** BEGIN **

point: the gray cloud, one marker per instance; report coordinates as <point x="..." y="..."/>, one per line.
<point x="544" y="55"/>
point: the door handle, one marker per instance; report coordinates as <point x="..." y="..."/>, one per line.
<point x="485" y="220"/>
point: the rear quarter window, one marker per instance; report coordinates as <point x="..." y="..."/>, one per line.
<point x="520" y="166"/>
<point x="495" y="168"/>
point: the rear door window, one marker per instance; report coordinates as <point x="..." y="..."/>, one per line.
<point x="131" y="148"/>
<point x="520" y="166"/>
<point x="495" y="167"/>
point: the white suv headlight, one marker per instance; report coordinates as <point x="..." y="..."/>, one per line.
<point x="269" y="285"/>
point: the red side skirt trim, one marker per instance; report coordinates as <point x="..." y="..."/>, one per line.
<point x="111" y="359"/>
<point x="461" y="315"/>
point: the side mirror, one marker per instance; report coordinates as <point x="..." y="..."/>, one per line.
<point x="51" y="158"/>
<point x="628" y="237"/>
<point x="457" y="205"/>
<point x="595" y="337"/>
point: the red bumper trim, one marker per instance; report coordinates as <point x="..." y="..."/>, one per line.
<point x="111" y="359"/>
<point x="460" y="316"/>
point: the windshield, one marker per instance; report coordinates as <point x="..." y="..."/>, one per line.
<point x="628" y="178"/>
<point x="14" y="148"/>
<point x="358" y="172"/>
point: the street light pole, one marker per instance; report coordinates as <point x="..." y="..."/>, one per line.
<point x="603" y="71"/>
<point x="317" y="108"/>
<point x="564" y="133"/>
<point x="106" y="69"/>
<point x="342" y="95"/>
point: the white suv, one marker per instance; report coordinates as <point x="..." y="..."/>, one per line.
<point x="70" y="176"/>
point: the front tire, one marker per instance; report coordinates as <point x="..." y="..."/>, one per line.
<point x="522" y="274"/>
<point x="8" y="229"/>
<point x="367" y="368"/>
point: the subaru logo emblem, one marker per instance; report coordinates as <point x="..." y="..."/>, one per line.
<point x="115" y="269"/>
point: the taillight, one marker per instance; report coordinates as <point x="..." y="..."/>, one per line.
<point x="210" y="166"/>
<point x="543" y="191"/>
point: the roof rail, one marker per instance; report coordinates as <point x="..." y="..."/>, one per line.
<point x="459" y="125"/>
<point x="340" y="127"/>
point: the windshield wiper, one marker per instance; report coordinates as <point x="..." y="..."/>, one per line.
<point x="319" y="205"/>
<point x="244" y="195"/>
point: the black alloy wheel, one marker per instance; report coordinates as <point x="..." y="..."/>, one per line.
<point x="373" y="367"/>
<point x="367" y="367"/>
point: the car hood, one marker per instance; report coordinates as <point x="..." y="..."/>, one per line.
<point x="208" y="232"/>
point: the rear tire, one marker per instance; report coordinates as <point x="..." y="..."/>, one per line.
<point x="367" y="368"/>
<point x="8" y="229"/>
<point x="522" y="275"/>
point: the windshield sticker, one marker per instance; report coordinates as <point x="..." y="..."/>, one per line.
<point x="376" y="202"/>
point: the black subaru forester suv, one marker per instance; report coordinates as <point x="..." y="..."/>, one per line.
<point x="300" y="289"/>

** END **

▸ What the task requires
Could you reproduce all of the records above word for word, changing nothing?

▸ Response for this exercise
point: the gray cloud, one marker per instance; report coordinates as <point x="..." y="..."/>, one per line.
<point x="544" y="55"/>
point: the door handle, one marker per instance; report coordinates as <point x="..." y="..."/>, one per line.
<point x="485" y="220"/>
point: the rear quarter window, one marker per instance; report coordinates as <point x="..." y="..."/>, one per line.
<point x="520" y="166"/>
<point x="495" y="168"/>
point: the rear door window, one marker per instance; report coordinates as <point x="..." y="..."/>, one per line.
<point x="131" y="148"/>
<point x="520" y="166"/>
<point x="495" y="167"/>
point: the white suv headlight, one marker per instance; report coordinates as <point x="..." y="..."/>, one per line.
<point x="269" y="285"/>
point: the red side skirt trim, one marker per instance; report coordinates as <point x="..." y="..."/>, one per line.
<point x="111" y="359"/>
<point x="461" y="315"/>
point: the side mirror, one marker per instance; report coordinates as <point x="..." y="..."/>, one per line.
<point x="51" y="158"/>
<point x="628" y="237"/>
<point x="457" y="205"/>
<point x="595" y="337"/>
point: the red bumper trim, one marker per instance; report coordinates as <point x="..." y="..."/>, one per line.
<point x="111" y="359"/>
<point x="460" y="316"/>
point: the windshield, one marker per instance; report coordinates as <point x="..." y="..."/>, one per line.
<point x="628" y="178"/>
<point x="14" y="148"/>
<point x="358" y="172"/>
point: the street light pole, one marker per instance; report coordinates as <point x="..." y="..."/>, one per line.
<point x="603" y="71"/>
<point x="317" y="108"/>
<point x="564" y="133"/>
<point x="106" y="69"/>
<point x="342" y="95"/>
point: the white suv, one marker per instance; report coordinates as <point x="..." y="..."/>, one per line.
<point x="70" y="176"/>
point: the front tire, one marker per instance; report coordinates as <point x="..." y="..."/>, one per line.
<point x="522" y="274"/>
<point x="8" y="229"/>
<point x="367" y="368"/>
point: the subaru logo emblem, one marker per instance; report coordinates as <point x="..." y="..."/>, one per line.
<point x="115" y="269"/>
point: the taillight, one marker per instance; report coordinates as <point x="..." y="..."/>, one per line.
<point x="210" y="166"/>
<point x="543" y="191"/>
point: the roof rail, one marker per instance; report coordinates as <point x="..." y="..."/>, one per line.
<point x="459" y="125"/>
<point x="340" y="127"/>
point: the windshield wiper, one marker per instance; report coordinates as <point x="..." y="..."/>, one per line.
<point x="319" y="205"/>
<point x="244" y="195"/>
point: the black alloy wheel, one marker per instance; report coordinates as <point x="..." y="..."/>, one per line.
<point x="373" y="367"/>
<point x="367" y="367"/>
point: the car hood, one marker per instance; report coordinates as <point x="..." y="..."/>, one per line.
<point x="208" y="232"/>
point: the rear tire, one marker per instance; report coordinates as <point x="..." y="..."/>, one per line.
<point x="367" y="368"/>
<point x="8" y="229"/>
<point x="522" y="275"/>
point: the windshield sticker, one marker per instance; report coordinates as <point x="..." y="..."/>, one per line.
<point x="376" y="202"/>
point: the black subaru forester suv, one marker per instance; report coordinates as <point x="..." y="..."/>, one per line.
<point x="300" y="289"/>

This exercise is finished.